> ÉNONCÉ 1:
D'après le passage sur la capacité de charge, à combien Colin Clark fixe-t-il en 1968 la population limite si l'humanité adoptait le régime alimentaire japonais ?
> ÉNONCÉ 2:
Recopiez le passage sur la capacité de charge en commençant à « Une des façons » et en terminant à « de ce siècle. ». Remplacez partout « capacité de charge » par « capacité d'accueil ».
> ÉNONCÉ 3:
Poursuivez le passage sur la capacité de charge à la suite de sa dernière phrase.

> TEXTE CITÉ:
===

On trouve donc dans ce livre quelques éléments intéressants dont voici un résumé.
Une des façons de lier numériquement la population à l’environnement, c’est d’estimer la « capacité de charge » de la terre ou sa « capacité limite ». Appliqué au monde animal, cet indicateur correspond à la taille maximale d’un troupeau susceptible de vivre durablement sur un territoire donné. L’empreinte écologique de l’humanité s’apparente à la capacité de charge. Dans Road to Survival, Vogt considérait en 1948 qu’à cette époque la population mondiale avait déjà dépassé l’optimum durable. Mais Colin Clark en 1968 cite pour population limite 47 milliards si l’humanité adoptait le régime alimentaire américain et 157 milliards avec le régime alimentaire japonais. Ces nombres paraissent aujourd’hui déraisonnables alors que la question se pose de savoir dans quelles conditions il serait possible de nourrir les probables 10 milliards d’habitants de la fin de ce siècle.

===

> DONNÉES FOURNIES:
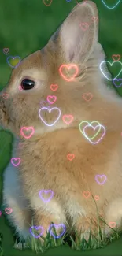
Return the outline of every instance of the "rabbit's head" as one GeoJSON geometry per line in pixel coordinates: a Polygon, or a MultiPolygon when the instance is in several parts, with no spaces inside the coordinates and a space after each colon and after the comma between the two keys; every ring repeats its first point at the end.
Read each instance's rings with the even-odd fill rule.
{"type": "Polygon", "coordinates": [[[31,126],[39,135],[67,128],[72,117],[70,127],[90,118],[102,87],[99,65],[105,55],[98,43],[98,24],[96,5],[91,1],[78,4],[47,45],[20,61],[1,92],[1,125],[15,135],[20,135],[21,127],[31,126]],[[85,100],[85,93],[92,95],[91,101],[85,100]],[[50,111],[40,110],[47,98],[55,102],[50,111]],[[67,122],[64,115],[70,115],[67,122]]]}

===

> RÉPONSE RÉDIGÉE 1:
157 milliards d'habitants.

> RÉPONSE RÉDIGÉE 2:
Une des façons de lier numériquement la population à l’environnement, c’est d’estimer la « capacité d'accueil » de la terre ou sa « capacité limite ». Appliqué au monde animal, cet indicateur correspond à la taille maximale d’un troupeau susceptible de vivre durablement sur un territoire donné. L’empreinte écologique de l’humanité s’apparente à la capacité d'accueil. Dans Road to Survival, Vogt considérait en 1948 qu’à cette époque la population mondiale avait déjà dépassé l’optimum durable. Mais Colin Clark en 1968 cite pour population limite 47 milliards si l’humanité adoptait le régime alimentaire américain et 157 milliards avec le régime alimentaire japonais. Ces nombres paraissent aujourd’hui déraisonnables alors que la question se pose de savoir dans quelles conditions il serait possible de nourrir les probables 10 milliards d’habitants de la fin de ce siècle.

> RÉPONSE RÉDIGÉE 3:
En 1972, une équipe du MIT applique pour le compte du Club de Rome l’analyse des systèmes à la dynamique économique, démographique et écologique mondiale. Ce modèle sophistiqué conduit aux mêmes conclusions que les analyses malthusiennes : la croissance de la population est une menace pour l’avenir de l’humanité. Par ailleurs, le prolongement des tendances observées ne peut que conduire à un épuisement des ressources, et donc à prouver la nécessité d’enrayer la croissance démographique. La même année avait lieu à Stockholm la première conférence des Nations unies sur l’environnement humain. La déclaration finale proclame, au titre d’un des 7 points jugés centraux, que « l’augmentation naturelle de la population pose sans cesse de nouveaux problèmes pour la préservation de l’environnement » et elle appelle à des politiques démographiques pour limiter la croissance de la population.
En 1987, le rapport Brundtland de la Commission mondiale sur l’environnement et le développement attribue une grande partie des déséquilibres observés à l’accroissement de la population mondiale et à la modification de sa répartition spatiale. Stabiliser le nombre des êtres humains est perçu par les membres de la commission comme une urgence. Pourtant l’objectif alors affiché de 6 milliards d’habitants est aujourd’hui dépassé !
En l’an 2000, la 55ème session de l’assemblée générale des Nations unies adopte les « huit objectifs du millénaire pour le développement » sans jamais parler directement de la population. En 2011, les Nations unies établissent les perspectives démographiques pour le long terme (à l’horizon 2100). Si l’évolution était conforme à l’hypothèse moyenne, la population mondiale compterait alors un peu plus de 10 milliards d’habitants. Mais un maintien dans l’avenir de la fécondité au niveau actuel se traduirait par un nombre d’êtres humains sur terre avoisinant les 27 milliards !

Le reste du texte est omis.